■ **WHAT IS REQUIRED**: Please copy the material below line for line, from its first line through the line containing "point(319, 74)", with both ends included. Leave out the pictures.

■ **LISTED RECORDS**:
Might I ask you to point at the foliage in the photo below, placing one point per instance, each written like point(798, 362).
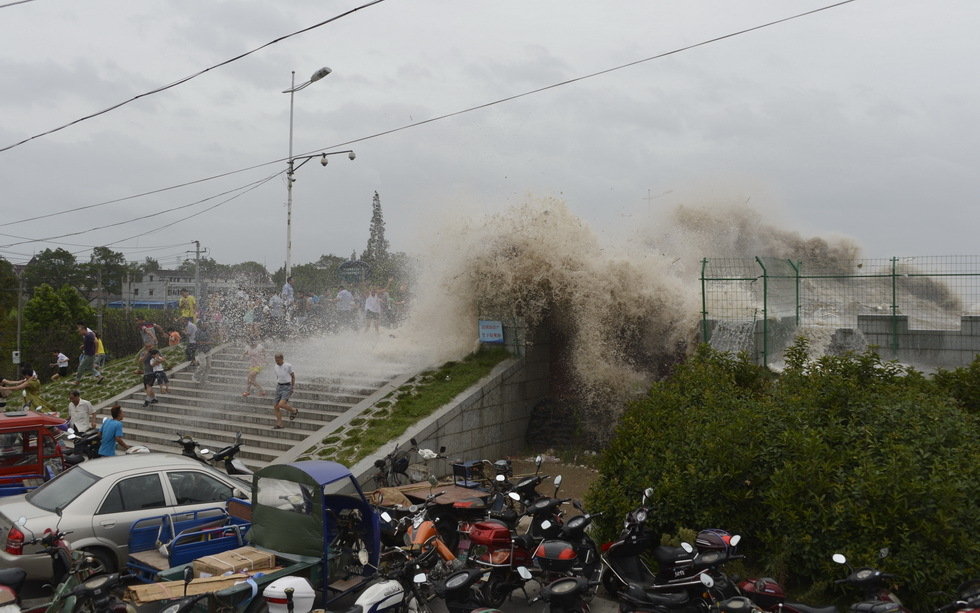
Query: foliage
point(420, 397)
point(841, 453)
point(49, 324)
point(55, 267)
point(962, 385)
point(376, 252)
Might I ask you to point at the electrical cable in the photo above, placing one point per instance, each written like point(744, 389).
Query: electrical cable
point(25, 239)
point(422, 122)
point(188, 78)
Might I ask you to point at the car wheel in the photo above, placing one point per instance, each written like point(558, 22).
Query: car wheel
point(104, 562)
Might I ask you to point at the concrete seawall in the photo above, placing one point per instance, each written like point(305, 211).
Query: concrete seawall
point(488, 420)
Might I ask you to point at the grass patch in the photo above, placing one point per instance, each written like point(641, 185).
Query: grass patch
point(429, 392)
point(120, 375)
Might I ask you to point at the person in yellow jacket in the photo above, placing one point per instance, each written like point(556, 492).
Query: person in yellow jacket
point(100, 355)
point(187, 305)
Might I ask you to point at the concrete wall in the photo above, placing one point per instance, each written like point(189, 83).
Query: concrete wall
point(487, 421)
point(924, 349)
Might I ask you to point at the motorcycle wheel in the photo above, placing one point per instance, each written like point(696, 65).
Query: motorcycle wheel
point(496, 589)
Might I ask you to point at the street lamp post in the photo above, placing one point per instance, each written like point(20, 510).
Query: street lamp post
point(319, 74)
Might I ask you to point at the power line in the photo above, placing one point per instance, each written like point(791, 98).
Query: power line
point(26, 240)
point(438, 117)
point(188, 78)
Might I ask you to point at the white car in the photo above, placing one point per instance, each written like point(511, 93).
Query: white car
point(98, 502)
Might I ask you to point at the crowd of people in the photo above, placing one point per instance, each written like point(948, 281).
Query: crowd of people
point(291, 312)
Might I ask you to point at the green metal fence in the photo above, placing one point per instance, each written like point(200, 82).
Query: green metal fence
point(925, 304)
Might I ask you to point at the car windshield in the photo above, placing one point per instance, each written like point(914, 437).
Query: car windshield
point(60, 491)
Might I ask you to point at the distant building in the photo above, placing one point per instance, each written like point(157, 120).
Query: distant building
point(161, 289)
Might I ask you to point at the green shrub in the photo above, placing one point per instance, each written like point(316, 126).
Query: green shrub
point(843, 453)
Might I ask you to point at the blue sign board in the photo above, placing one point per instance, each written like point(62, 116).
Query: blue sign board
point(491, 332)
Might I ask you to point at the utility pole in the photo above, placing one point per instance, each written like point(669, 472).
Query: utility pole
point(101, 305)
point(197, 270)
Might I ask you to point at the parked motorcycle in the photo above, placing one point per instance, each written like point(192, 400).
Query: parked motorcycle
point(967, 600)
point(873, 583)
point(697, 595)
point(84, 446)
point(223, 458)
point(81, 584)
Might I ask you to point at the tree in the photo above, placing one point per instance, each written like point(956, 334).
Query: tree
point(49, 323)
point(106, 270)
point(54, 267)
point(376, 252)
point(150, 265)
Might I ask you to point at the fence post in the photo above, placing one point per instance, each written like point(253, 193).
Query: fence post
point(765, 312)
point(894, 307)
point(704, 304)
point(796, 266)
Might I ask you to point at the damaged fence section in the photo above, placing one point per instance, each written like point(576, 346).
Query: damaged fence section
point(924, 311)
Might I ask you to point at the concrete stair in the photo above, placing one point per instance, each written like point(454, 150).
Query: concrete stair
point(212, 412)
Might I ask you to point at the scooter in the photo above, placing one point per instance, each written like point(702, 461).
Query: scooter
point(872, 582)
point(224, 456)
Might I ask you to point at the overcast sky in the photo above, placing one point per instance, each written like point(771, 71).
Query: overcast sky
point(860, 120)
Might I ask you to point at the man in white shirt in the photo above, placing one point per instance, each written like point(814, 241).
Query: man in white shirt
point(372, 311)
point(345, 308)
point(285, 383)
point(81, 413)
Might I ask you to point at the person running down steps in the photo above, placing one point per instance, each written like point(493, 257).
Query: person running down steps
point(285, 383)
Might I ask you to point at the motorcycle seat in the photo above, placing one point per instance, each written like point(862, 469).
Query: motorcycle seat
point(805, 608)
point(876, 606)
point(668, 555)
point(656, 598)
point(13, 578)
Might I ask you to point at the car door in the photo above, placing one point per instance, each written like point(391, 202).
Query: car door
point(193, 490)
point(128, 500)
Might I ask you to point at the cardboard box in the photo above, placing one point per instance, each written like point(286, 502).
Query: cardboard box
point(233, 561)
point(169, 590)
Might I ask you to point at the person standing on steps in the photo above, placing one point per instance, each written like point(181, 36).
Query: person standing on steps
point(285, 384)
point(86, 361)
point(112, 433)
point(256, 361)
point(149, 377)
point(81, 413)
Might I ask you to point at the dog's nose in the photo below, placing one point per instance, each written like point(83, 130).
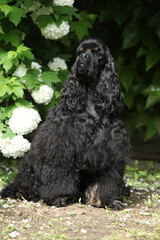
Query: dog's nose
point(84, 56)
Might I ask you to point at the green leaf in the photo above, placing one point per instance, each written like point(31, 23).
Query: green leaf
point(28, 3)
point(151, 59)
point(3, 89)
point(6, 9)
point(153, 98)
point(7, 64)
point(143, 119)
point(156, 121)
point(33, 72)
point(154, 20)
point(81, 28)
point(131, 121)
point(151, 130)
point(130, 36)
point(14, 37)
point(156, 77)
point(24, 103)
point(16, 14)
point(126, 77)
point(63, 74)
point(22, 48)
point(50, 77)
point(1, 29)
point(27, 54)
point(31, 82)
point(44, 20)
point(17, 90)
point(9, 110)
point(11, 54)
point(3, 56)
point(8, 133)
point(142, 51)
point(128, 100)
point(65, 10)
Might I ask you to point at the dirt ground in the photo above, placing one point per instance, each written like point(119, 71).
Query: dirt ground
point(27, 220)
point(140, 218)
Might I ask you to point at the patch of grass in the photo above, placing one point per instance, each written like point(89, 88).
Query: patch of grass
point(8, 172)
point(142, 179)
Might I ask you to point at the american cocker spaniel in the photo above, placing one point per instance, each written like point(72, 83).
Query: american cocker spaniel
point(81, 150)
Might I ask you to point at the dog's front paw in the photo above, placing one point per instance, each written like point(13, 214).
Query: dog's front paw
point(116, 205)
point(62, 201)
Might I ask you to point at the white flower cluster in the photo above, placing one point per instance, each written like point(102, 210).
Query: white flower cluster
point(64, 2)
point(24, 120)
point(15, 147)
point(57, 64)
point(35, 65)
point(20, 71)
point(52, 31)
point(43, 95)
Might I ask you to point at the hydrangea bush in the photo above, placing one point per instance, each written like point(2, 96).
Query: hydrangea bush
point(34, 40)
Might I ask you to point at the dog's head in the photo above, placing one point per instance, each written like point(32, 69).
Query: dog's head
point(92, 57)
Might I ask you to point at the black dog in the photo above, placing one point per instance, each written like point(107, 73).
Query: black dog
point(80, 151)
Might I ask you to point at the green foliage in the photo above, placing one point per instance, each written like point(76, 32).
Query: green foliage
point(142, 179)
point(132, 31)
point(22, 43)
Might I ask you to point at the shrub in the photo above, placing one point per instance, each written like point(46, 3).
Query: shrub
point(34, 39)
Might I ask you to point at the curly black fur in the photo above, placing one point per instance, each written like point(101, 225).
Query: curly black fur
point(82, 148)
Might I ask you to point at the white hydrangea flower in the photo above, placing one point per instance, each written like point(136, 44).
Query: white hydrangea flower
point(52, 31)
point(20, 71)
point(34, 7)
point(35, 65)
point(24, 120)
point(15, 147)
point(64, 2)
point(43, 95)
point(57, 64)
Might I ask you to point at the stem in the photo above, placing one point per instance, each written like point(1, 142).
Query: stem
point(4, 73)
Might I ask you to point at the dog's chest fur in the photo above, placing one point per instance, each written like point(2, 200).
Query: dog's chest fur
point(90, 108)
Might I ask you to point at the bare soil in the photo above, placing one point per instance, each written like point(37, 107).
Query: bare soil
point(140, 219)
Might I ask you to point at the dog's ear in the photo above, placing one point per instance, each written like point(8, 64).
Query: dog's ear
point(108, 87)
point(73, 97)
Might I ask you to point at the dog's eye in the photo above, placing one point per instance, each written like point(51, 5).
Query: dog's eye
point(98, 54)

■ **THE RESULT**:
Might I ask you to point at the foliage in the photo below, placing one point per instance, each written like point(798, 362).
Query: foliage
point(420, 397)
point(841, 453)
point(49, 324)
point(55, 267)
point(962, 385)
point(376, 252)
Might I ask you to point at the electrical cable in the photo above, placing one point per instance, each written like point(744, 389).
Query: electrical cable
point(25, 239)
point(422, 122)
point(188, 78)
Might I ask you to point at the car wheel in the photo above, placing one point per instance, each written like point(558, 22).
Query: car wheel
point(104, 562)
Might I ask you to point at the concrete seawall in the photo above, placing one point per instance, each written like point(305, 211).
Query: concrete seawall
point(488, 420)
Might I ask you to point at the grass patch in the photo above, placing one point per instance, each written like point(641, 185).
Query: grass patch
point(429, 392)
point(120, 375)
Might I ask you to point at the person in yellow jacket in the photo above, placing one point per instance, each written like point(556, 492).
Query: person in yellow jacket
point(100, 355)
point(187, 305)
Might I ask you to point at the concrete wall in the photo above, placing one point per instance, each written like point(189, 83).
Query: concrete wall
point(487, 421)
point(924, 349)
Might I ask you to point at the motorcycle wheel in the photo above, placing one point per instance, each written like point(696, 65).
Query: motorcycle wheel
point(496, 589)
Might I ask you to point at the street lamp post in the photo above, placing one point per instance, each written like point(20, 510).
Query: street lamp post
point(319, 74)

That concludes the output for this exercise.